REQUIREMENTS:
[1] Answer these questions using the ballot page below, one answer per line, marked the same way.
(a) What country appears under Regina Schlagnitweit's name?
(b) In which cities does Vertov document street life, according to the comment on Man with a Movie Camera?
(c) Who is named as Vertov's brother?
[2] For each statement, say yes or no according to the ballot page below, and quote the words that settle it.
(a) Regina Schlagnitweit is described as a freelance writer and curator.
(b) The comment section gives France as the country for Sherlock Jr.
(c) Man with a Movie Camera is said to use spoken language.
[3] Write out the part of the ballot page below between "1929 Ukrainian SSR, USSR" and "one single work.", inclusive.

Regina Schlagnitweit

Freelance writer and curator
Austria

Voted for

FilmYearDirector
Sherlock Jr.1924Buster Keaton
Man with a Movie Camera1929Dziga Vertov
Red River1947Howard Hawks
Rentrée des classes1956Jacques Rozier
SAUTE MA VILLE1968Chantal Akerman
Eika Katappa1969Werner Schroeter
A Touch of Zen1969King Hu
Zdravi Ljudi Za Razonodu (Litany of Healthy People)1971Karpo Godina
Two-lane Blacktop1971Monte Hellman
Amore1978Klaus Lemke

Comments

Sherlock Jr.

1924 USA

Buster is the master. And his projectionist’s dream is the dream of cinema itself.

Man with a Movie Camera

1929 Ukrainian SSR, USSR

In a collective adventure with his partner in life & crime, Elizaveta Svilova, and his daredevil brother Mikhail Kaufman, Vertov documents street life in Kyiv, Charkiv and Odessa, explores the possibilities of filmmaking, and, without any spoken/written language, draws us into a tale of one day spent on earth: all directions of cinema drawn into one single work.

EXCERPTED RECORDS:
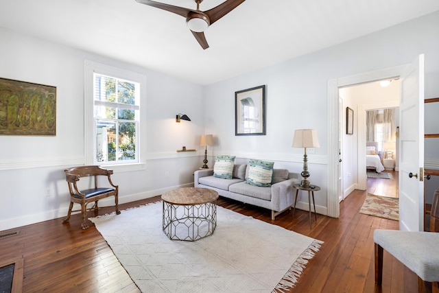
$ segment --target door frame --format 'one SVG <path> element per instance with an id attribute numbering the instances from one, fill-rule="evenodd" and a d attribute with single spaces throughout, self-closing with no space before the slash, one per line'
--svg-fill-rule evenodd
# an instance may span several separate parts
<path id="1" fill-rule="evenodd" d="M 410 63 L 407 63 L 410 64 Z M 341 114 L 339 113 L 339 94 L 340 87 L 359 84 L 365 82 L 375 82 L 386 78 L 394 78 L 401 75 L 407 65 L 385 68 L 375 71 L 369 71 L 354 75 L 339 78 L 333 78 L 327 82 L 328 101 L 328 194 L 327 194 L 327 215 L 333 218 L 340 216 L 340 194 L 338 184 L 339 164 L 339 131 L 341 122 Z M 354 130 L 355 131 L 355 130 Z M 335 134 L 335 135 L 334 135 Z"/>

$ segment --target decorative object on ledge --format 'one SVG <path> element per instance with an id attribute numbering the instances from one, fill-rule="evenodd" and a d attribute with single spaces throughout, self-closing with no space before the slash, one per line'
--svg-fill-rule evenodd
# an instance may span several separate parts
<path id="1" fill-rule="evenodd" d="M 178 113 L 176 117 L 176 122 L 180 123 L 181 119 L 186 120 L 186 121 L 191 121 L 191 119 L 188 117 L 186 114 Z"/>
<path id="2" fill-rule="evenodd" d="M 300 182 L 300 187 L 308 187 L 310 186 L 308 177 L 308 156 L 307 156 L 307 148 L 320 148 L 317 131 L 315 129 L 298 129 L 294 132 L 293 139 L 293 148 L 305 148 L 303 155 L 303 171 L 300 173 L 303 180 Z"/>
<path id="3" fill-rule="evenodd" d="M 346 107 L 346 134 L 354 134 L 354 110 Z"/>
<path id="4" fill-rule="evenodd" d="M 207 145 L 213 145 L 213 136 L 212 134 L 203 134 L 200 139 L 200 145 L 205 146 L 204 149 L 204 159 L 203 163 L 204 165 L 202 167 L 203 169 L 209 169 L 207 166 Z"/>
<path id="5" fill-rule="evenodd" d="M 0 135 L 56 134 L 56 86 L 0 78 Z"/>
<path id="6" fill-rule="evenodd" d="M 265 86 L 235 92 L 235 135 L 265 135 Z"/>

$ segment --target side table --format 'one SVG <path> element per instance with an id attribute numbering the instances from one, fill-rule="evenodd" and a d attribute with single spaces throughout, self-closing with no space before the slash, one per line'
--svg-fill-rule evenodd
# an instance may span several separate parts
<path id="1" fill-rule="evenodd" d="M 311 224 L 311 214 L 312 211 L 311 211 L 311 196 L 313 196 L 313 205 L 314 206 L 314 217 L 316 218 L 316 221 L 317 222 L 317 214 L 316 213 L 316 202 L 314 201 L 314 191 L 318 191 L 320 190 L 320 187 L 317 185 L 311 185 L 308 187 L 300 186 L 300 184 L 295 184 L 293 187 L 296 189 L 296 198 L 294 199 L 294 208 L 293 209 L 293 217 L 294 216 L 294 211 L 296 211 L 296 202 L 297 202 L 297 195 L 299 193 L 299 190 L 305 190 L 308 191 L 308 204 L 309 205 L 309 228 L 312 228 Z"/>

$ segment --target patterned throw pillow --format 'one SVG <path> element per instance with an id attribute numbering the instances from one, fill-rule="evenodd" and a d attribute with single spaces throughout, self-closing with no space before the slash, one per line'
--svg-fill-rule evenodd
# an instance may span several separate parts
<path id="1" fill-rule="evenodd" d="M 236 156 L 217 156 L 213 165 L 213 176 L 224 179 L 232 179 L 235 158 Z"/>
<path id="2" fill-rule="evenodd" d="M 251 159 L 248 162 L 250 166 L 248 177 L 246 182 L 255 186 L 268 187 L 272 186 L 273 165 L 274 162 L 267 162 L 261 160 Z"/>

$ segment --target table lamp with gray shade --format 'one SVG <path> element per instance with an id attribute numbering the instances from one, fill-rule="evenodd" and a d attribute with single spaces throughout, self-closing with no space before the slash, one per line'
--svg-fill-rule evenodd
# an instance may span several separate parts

REPLIES:
[1]
(a) Austria
(b) Kyiv, Charkiv and Odessa
(c) Mikhail Kaufman

[2]
(a) Yes: "Freelance writer and curator"
(b) No: "1924 USA"
(c) No: "without any spoken/written language"

[3]
1929 Ukrainian SSR, USSR

In a collective adventure with his partner in life & crime, Elizaveta Svilova, and his daredevil brother Mikhail Kaufman, Vertov documents street life in Kyiv, Charkiv and Odessa, explores the possibilities of filmmaking, and, without any spoken/written language, draws us into a tale of one day spent on earth: all directions of cinema drawn into one single work.